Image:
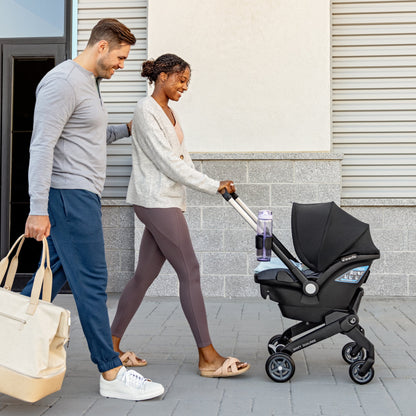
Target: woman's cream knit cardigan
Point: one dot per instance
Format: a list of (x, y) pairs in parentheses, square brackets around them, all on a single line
[(161, 166)]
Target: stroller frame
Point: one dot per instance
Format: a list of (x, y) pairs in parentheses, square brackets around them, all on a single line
[(359, 354)]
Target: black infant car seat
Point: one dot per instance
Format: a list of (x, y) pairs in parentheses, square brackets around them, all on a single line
[(323, 291)]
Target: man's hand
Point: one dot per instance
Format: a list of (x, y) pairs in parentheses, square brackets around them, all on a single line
[(37, 227), (226, 186)]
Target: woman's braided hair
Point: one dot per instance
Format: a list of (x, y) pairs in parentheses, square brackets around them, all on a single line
[(167, 63)]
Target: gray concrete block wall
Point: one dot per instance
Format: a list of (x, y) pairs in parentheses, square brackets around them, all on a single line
[(224, 243), (118, 227)]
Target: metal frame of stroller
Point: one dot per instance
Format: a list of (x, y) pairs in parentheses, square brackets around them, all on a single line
[(280, 366)]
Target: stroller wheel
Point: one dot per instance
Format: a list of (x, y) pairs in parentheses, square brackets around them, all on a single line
[(276, 344), (349, 357), (357, 378), (280, 367)]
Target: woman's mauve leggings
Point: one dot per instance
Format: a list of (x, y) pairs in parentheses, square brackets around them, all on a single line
[(166, 237)]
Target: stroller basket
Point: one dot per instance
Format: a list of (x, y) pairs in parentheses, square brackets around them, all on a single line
[(322, 290)]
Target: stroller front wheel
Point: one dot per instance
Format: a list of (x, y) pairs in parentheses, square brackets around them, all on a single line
[(280, 367), (356, 377), (277, 343), (349, 357)]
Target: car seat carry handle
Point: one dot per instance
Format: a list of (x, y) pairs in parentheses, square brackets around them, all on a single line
[(309, 288), (276, 241)]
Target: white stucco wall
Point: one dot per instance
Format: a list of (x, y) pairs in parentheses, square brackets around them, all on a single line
[(260, 71)]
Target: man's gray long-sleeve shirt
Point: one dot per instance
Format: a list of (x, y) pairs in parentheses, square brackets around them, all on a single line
[(70, 134)]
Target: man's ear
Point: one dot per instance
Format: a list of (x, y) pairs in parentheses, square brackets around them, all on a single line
[(102, 46)]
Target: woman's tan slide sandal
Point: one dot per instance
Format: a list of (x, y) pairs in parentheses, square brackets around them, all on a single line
[(130, 359), (228, 369)]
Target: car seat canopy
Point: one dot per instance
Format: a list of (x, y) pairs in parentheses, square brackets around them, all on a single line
[(323, 233)]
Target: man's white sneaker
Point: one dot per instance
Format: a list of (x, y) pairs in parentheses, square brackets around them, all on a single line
[(130, 385)]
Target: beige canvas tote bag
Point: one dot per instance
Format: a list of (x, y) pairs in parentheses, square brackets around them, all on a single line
[(33, 333)]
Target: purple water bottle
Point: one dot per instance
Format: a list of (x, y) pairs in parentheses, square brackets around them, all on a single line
[(264, 238)]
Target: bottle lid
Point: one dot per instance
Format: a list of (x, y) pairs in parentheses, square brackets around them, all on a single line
[(265, 214)]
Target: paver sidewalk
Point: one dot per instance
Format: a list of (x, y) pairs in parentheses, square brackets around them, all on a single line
[(242, 327)]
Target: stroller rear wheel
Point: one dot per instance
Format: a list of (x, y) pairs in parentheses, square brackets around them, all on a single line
[(356, 377), (280, 367), (349, 357), (277, 343)]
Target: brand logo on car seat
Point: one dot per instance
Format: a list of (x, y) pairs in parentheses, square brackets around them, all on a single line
[(353, 275)]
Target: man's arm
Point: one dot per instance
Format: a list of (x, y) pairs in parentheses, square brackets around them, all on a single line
[(118, 132), (55, 102)]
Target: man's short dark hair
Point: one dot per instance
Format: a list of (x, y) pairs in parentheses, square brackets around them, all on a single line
[(113, 31)]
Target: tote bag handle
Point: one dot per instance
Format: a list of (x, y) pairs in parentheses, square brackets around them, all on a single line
[(43, 275)]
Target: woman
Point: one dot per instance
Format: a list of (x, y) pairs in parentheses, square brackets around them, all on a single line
[(161, 169)]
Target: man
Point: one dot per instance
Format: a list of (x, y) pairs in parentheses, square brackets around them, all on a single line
[(66, 177)]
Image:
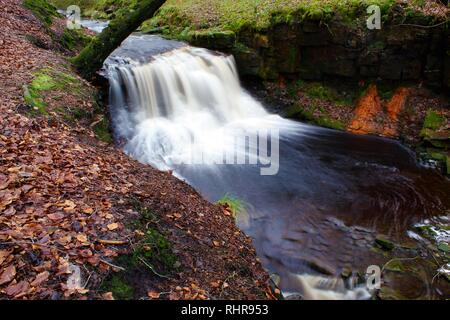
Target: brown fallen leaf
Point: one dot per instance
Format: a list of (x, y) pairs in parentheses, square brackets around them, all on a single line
[(153, 295), (8, 275), (112, 226), (17, 289), (3, 255), (40, 278), (108, 296), (55, 216), (88, 210)]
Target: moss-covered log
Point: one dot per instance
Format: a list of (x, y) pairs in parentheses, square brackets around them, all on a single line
[(91, 59)]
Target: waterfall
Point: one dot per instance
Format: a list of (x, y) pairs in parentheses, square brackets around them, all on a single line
[(189, 101), (183, 104)]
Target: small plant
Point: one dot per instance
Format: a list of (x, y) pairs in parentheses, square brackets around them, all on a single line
[(119, 287), (234, 204)]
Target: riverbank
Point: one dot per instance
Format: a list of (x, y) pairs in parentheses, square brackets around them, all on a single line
[(75, 207), (325, 76), (335, 73)]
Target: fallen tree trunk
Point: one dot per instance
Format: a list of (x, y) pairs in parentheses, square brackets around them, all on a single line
[(91, 58)]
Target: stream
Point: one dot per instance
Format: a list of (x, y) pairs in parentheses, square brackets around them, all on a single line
[(315, 199)]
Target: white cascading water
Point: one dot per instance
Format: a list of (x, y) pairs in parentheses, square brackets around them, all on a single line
[(190, 101), (185, 102)]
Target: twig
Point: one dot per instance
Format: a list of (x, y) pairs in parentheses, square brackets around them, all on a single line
[(398, 259), (112, 242), (420, 26), (152, 269), (32, 244)]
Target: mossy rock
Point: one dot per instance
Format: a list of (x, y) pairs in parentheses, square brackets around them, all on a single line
[(384, 243), (42, 10), (119, 286), (444, 247), (213, 39)]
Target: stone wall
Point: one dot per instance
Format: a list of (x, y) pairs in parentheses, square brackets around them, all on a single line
[(313, 51)]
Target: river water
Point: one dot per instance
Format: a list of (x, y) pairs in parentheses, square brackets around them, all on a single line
[(325, 194)]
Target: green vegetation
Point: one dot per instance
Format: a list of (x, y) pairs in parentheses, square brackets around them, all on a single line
[(44, 11), (179, 17), (234, 204), (96, 9), (126, 21), (49, 84), (433, 120), (73, 40), (119, 286), (44, 80), (151, 253)]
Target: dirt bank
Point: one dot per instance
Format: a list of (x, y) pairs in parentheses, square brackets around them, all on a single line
[(69, 201)]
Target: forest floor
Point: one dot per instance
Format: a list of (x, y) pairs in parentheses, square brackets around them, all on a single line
[(81, 220)]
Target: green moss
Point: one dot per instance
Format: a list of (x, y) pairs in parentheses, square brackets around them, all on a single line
[(433, 120), (395, 265), (33, 99), (234, 204), (156, 250), (102, 130), (119, 287), (42, 10), (74, 39), (384, 243), (444, 247)]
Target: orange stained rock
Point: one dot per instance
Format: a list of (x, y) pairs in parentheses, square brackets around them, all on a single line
[(397, 103), (371, 118)]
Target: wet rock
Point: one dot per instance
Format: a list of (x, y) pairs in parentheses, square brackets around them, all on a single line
[(320, 267), (444, 247)]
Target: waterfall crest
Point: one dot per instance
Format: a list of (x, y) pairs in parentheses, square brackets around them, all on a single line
[(181, 104)]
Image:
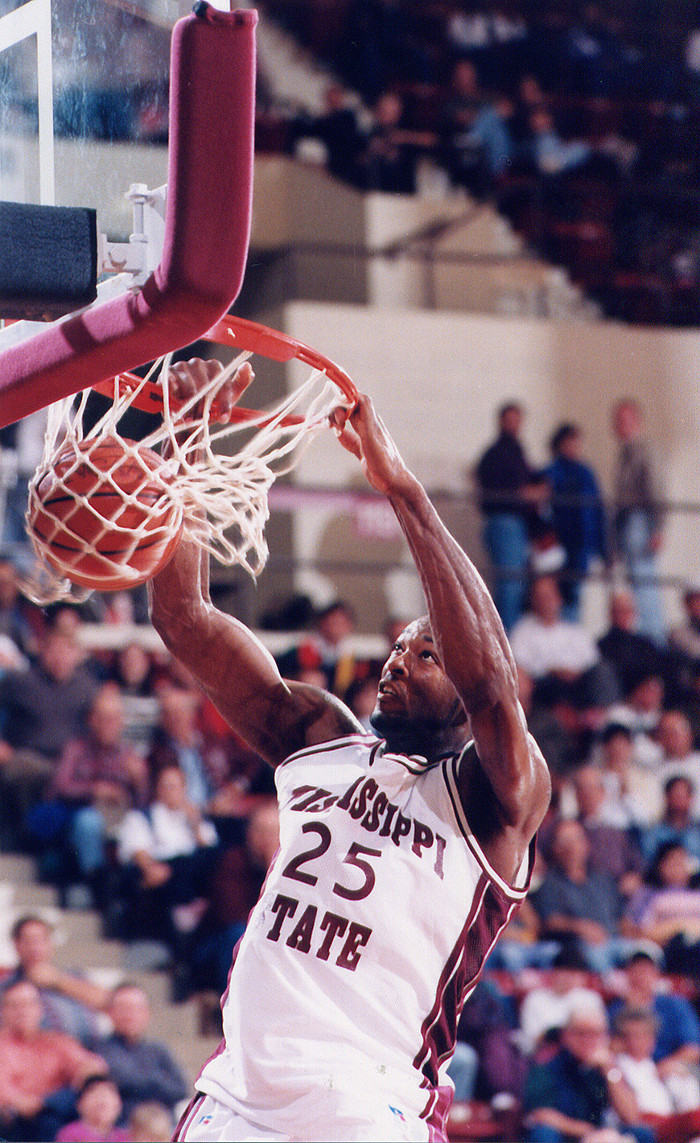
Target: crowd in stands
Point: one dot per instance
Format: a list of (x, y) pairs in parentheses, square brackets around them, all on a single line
[(119, 777), (579, 121)]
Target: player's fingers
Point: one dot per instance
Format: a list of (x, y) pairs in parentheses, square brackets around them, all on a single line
[(187, 378), (230, 393), (349, 439)]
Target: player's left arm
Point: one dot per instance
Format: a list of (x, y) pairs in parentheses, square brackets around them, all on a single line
[(506, 790)]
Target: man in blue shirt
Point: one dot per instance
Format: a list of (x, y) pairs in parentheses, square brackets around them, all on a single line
[(677, 1025), (578, 514)]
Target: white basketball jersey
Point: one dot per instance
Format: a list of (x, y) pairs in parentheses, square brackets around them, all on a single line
[(371, 929)]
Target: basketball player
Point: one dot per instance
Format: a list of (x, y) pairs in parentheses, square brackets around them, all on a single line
[(402, 856)]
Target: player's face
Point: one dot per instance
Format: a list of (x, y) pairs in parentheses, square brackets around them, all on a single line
[(414, 688)]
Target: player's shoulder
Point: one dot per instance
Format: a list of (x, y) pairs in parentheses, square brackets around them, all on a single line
[(356, 744)]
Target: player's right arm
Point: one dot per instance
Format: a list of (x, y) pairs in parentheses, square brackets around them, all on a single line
[(240, 677)]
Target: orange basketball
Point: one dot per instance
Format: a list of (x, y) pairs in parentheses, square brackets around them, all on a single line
[(103, 517)]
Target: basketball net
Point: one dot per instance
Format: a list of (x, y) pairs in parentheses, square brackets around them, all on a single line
[(217, 474)]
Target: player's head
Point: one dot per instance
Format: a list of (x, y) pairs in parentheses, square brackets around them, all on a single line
[(418, 708)]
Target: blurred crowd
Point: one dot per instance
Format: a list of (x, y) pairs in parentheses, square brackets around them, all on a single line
[(136, 799)]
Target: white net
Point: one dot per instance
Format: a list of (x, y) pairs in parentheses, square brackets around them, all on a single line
[(212, 480)]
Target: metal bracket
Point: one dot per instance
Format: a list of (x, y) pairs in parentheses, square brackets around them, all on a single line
[(141, 255)]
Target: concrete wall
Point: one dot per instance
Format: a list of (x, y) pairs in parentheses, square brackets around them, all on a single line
[(437, 378)]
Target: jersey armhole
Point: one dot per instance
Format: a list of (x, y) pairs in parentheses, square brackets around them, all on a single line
[(518, 889)]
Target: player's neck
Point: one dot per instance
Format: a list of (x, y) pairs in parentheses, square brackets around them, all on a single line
[(424, 740)]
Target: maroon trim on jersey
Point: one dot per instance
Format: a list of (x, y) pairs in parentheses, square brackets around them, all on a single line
[(323, 748), (437, 1124), (187, 1118), (421, 767), (490, 912), (451, 774)]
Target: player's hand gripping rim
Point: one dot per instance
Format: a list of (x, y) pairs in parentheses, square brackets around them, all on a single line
[(363, 432), (188, 378)]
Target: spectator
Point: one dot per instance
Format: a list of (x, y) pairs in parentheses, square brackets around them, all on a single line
[(142, 1069), (561, 656), (339, 130), (577, 905), (20, 620), (668, 911), (387, 161), (678, 821), (170, 849), (676, 741), (40, 710), (637, 516), (179, 742), (668, 1102), (98, 1108), (559, 744), (485, 1025), (476, 145), (623, 646), (546, 1009), (593, 54), (530, 97), (362, 698), (325, 649), (236, 882), (612, 849), (684, 640), (40, 1071), (633, 791), (70, 1001), (98, 777), (133, 672), (573, 1094), (641, 712), (578, 513), (151, 1122), (550, 153), (677, 1029), (509, 493)]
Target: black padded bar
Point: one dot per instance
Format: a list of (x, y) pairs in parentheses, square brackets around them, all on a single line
[(48, 260)]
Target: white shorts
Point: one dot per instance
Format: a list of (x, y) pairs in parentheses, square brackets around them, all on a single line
[(207, 1120)]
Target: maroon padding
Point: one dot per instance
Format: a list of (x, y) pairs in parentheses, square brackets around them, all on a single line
[(207, 228)]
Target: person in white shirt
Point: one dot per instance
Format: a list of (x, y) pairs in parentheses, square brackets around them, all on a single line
[(679, 759), (172, 848), (561, 656), (668, 1102), (641, 712), (548, 1008)]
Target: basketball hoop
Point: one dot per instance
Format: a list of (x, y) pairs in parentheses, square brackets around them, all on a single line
[(219, 472)]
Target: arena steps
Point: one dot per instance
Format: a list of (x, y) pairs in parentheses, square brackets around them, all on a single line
[(80, 944)]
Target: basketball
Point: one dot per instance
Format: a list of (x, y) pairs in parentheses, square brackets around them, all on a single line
[(105, 521)]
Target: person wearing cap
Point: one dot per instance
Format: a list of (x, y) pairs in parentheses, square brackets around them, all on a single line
[(677, 1028), (685, 638), (546, 1009), (574, 1095)]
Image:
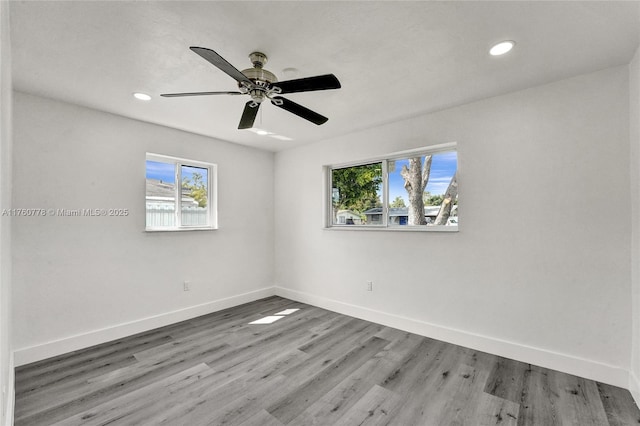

_WORK TO COMPLETE_
Rewrite the portion of the records that begins with the line containing "Target: woman's braided hair" and ends with the line containing "[(224, 243), (118, 227)]", with "concrete block" changed to "cinder block" and all other text left intact. Return only that portion.

_TASK SOLUTION_
Target: woman's braided hair
Point: one dot per instance
Format: a list of (x, y) pairs in parentheses, square brackets around them, all on a single line
[(167, 63)]
Target: gray cinder block wall
Point: one dot per instance
Format: a list of (x, y) pairs in parentheses, square brackets around them, all on a single line
[(224, 243), (118, 227)]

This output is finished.